-------- TEXTO

# control de velocidad en motor de corriente continua 24v 18kw



## joselp01 (Mar 27, 2010)

Hola a todos!
Este es mi primer mensaje en este foro. Estoy solicitando informacion acerca de algun circuito que pueda utilizarse para controlar la velocidad de un motor de 24vcc 18KW perteneciente a la traccion de un autoelvador. la necesidad de esto surge a partir de que el circuito original fue eliminado del equipo, junto con todos los elementos auxiliares de control de los motores. la alimentacion de dicho motor se consigue por medio de una bateria de 24v x 740Amp. de antemano agradesco la ayuda que me puedan aportar. Atentamente.
joselp01


----------



## AcoranTf (Abr 11, 2010)

Hola joselp01, lo que pides no creo que lo consigas en plan de construirlo tu mismo, ya que es un circuito complejo y muy delicado, por la enorma intensidad que debe controlar.
Mira en internet buscando por la marca Zapi, es de una marca de controladores de CC para motores de traccion de carretillas elevadoras, pero no conozco ningun modulo de esa marca que soporte 18 Kw. Conozco uno que tiene dos canales para sendos motores de 9 Kw cada uno, lo llevan las carretillas Fiat modelo E15N.

Saludos.


----------



## martincruz (Abr 11, 2010)

Mira esto tal vez te de una idea. Yo construí un control de velocidad para un motor de CC mediante PWM con este esquma. El motor es de 12V, 2Hp. Hice este circuito un tanto modificado, use esto miso pero con 12V con lo cual no hay problema, vos queres 24V asique esta joya. Mi motor consume alrededor de 120A Muchísima corriente, y lo que hice fue poner en un gran dicipador 3 IRFP064N que aguantan 110A cada uno. de esa forma estoy super cubierto para los 120 que uso. Tu puedes ver de usar el mismo esquema y ver que mosfet te combiene usar o si cuentas con dinero un IGBT. Espero que te sirva saludos


----------



## joselp01 (Abr 18, 2010)

----------------
-------- FILAS PROPORCIONADAS

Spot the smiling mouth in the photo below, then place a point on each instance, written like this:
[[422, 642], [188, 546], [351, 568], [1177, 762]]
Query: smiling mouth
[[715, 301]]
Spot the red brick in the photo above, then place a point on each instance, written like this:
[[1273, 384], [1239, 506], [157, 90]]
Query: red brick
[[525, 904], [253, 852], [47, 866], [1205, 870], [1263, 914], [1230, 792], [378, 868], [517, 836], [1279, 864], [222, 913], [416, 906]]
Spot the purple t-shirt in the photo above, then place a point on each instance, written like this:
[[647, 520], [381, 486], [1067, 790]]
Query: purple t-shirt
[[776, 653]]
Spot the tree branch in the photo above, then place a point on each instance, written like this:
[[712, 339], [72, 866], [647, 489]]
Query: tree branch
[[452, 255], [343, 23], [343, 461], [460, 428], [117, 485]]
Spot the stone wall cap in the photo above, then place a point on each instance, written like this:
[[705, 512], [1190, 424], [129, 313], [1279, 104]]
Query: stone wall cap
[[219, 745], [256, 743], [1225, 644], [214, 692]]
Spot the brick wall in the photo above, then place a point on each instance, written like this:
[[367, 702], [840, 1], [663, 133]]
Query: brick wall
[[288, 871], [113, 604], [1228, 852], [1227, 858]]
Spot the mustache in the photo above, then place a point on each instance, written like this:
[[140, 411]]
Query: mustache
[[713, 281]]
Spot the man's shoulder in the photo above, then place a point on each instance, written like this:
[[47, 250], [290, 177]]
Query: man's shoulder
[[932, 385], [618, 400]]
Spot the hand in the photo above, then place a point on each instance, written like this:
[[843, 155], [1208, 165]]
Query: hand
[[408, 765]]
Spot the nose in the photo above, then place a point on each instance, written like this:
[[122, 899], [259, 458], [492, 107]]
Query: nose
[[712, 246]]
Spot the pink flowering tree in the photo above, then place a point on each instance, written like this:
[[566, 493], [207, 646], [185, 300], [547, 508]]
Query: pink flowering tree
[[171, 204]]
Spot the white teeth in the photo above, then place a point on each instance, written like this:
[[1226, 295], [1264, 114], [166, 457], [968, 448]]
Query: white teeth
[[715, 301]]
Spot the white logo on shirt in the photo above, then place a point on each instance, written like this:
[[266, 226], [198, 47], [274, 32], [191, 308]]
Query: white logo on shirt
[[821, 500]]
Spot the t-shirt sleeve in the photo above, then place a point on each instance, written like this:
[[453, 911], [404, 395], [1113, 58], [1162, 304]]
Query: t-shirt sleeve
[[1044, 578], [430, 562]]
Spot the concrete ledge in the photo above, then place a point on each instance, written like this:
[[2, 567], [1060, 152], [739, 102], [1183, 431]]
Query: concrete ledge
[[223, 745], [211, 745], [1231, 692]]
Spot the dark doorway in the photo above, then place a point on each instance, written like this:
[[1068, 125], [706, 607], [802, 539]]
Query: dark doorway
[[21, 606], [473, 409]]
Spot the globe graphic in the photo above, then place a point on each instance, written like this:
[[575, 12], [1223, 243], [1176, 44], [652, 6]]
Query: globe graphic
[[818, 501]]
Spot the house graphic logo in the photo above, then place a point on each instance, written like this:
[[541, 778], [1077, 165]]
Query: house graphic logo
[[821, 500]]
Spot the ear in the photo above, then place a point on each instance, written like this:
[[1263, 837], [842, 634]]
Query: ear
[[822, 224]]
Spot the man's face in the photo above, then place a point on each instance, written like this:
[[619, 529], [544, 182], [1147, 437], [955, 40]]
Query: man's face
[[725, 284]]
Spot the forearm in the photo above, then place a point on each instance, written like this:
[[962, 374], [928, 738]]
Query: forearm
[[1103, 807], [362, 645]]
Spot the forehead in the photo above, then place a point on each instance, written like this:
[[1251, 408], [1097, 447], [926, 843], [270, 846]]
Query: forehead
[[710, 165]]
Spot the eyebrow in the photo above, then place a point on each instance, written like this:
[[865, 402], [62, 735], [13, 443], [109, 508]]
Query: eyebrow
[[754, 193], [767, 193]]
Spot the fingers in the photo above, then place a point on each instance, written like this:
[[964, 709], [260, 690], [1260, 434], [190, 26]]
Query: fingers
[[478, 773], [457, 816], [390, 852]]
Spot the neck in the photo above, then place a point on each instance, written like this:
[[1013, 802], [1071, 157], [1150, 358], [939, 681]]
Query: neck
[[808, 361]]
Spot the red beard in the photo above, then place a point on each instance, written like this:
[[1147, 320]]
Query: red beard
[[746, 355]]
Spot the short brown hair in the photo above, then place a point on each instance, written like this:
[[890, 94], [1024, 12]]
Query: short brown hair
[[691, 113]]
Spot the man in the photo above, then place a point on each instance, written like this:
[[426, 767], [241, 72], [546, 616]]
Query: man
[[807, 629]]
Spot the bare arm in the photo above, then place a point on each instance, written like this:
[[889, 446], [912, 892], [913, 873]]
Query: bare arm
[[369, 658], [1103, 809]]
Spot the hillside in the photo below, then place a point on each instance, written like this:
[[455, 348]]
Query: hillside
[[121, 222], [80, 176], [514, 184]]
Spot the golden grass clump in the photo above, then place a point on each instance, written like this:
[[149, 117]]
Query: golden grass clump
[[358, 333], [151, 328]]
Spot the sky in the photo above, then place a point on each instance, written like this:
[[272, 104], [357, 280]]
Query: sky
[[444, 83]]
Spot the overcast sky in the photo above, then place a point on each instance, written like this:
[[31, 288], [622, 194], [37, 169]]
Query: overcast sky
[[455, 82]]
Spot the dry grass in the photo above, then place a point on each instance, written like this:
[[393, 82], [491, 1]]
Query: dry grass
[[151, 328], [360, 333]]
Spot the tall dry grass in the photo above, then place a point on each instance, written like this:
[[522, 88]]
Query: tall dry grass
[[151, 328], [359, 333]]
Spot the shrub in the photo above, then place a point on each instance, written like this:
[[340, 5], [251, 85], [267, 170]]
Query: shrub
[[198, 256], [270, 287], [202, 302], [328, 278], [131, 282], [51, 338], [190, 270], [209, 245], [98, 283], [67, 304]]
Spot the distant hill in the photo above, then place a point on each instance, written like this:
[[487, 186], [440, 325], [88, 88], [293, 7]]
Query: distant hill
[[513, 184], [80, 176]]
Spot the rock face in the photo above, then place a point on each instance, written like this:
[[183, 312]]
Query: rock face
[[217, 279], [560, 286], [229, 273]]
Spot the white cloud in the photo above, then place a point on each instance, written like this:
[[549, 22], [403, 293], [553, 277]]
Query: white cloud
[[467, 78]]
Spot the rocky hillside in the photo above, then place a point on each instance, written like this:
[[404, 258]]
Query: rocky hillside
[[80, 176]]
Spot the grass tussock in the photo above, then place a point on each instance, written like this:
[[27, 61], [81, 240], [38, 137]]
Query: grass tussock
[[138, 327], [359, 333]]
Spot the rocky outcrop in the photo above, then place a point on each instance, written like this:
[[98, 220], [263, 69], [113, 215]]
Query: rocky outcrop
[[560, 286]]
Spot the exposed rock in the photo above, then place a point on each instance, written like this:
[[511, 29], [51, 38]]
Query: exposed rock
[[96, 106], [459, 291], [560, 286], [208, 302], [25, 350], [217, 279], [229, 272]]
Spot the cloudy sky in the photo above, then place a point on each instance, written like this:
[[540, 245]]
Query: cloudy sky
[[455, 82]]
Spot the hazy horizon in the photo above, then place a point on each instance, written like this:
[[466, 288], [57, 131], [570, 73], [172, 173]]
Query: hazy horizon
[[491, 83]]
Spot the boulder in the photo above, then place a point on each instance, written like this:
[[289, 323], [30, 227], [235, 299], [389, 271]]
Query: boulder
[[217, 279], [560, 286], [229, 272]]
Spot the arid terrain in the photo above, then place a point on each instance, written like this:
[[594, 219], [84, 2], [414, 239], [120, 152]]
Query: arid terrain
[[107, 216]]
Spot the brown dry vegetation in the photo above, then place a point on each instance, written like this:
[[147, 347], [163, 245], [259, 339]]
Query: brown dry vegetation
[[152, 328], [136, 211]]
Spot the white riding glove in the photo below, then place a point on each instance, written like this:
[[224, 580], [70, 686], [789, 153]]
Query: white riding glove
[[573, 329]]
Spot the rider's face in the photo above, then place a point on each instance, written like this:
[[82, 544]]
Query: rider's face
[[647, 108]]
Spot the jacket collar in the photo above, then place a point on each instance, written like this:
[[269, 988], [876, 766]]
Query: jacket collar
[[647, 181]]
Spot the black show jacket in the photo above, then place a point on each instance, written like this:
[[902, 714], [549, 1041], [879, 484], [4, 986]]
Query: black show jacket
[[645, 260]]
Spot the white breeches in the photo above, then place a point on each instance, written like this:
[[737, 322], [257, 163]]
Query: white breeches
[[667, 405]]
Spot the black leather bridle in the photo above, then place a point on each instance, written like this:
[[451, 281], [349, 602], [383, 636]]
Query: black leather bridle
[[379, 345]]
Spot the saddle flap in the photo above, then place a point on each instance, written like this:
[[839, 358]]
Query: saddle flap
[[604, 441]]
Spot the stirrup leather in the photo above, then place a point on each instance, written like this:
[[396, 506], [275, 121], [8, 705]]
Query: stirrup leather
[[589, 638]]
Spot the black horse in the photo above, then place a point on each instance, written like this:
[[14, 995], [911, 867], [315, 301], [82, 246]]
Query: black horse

----------------

# [TAREAS POR REALIZAR]
• A. Transcriba literalmente un fragmento del hilo sobre el control de velocidad del motor: comience en las palabras "Mira en internet" y deténgase después de "Fiat modelo E15N.".
• B. Prosiga el hilo sobre el control de velocidad del motor a partir de la última línea que aparece.

# [TAREAS RESUELTAS]
• A.
Mira en internet buscando por la marca Zapi, es de una marca de controladores de CC para motores de traccion de carretillas elevadoras, pero no conozco ningun modulo de esa marca que soporte 18 Kw. Conozco uno que tiene dos canales para sendos motores de 9 Kw cada uno, lo llevan las carretillas Fiat modelo E15N.

• B.
gracias muchachos por su valioso tiempo; pero finalmente  logré encontrar en la zona un taller de reparacion de autoelevadores que posiblemente pueda conseguirme el circuito original. Igualmente, el circuito que me enviaron me sera de utilidad pra revivir una transpaleta(zorra electrica) que tengo tirada desde hace un tiempo. Nuevamente muchas gracias. joselp01.


----------



## wacalo (Abr 18, 2010)

Me parece que debes haber leído mal la potencia; 18KW me pare una enormidad y con la batería que mensionas el elevador funcionaria un poquito más de media hora.


----------



## lazarini (Oct 7, 2010)

martincruz dijo:


> Mira esto tal vez te de una idea. Yo construí un control de velocidad para un motor de CC mediante PWM con este esquma. El motor es de 12V, 2Hp. Hice este circuito un tanto modificado, use esto miso pero con 12V con lo cual no hay problema, vos queres 24V asique esta joya. Mi motor consume alrededor de 120A Muchísima corriente, y lo que hice fue poner en un gran dicipador 3 IRFP064N que aguantan 110A cada uno. de esa forma estoy super cubierto para los 120 que uso. Tu puedes ver de usar el mismo esquema y ver que mosfet te combiene usar o si cuentas con dinero un IGBT. Espero que te sirva saludos



Hola que tal, estuve observando tu circuito, un pregunta la alimentacion es a 24, o por que tienes 2 baterias en serie???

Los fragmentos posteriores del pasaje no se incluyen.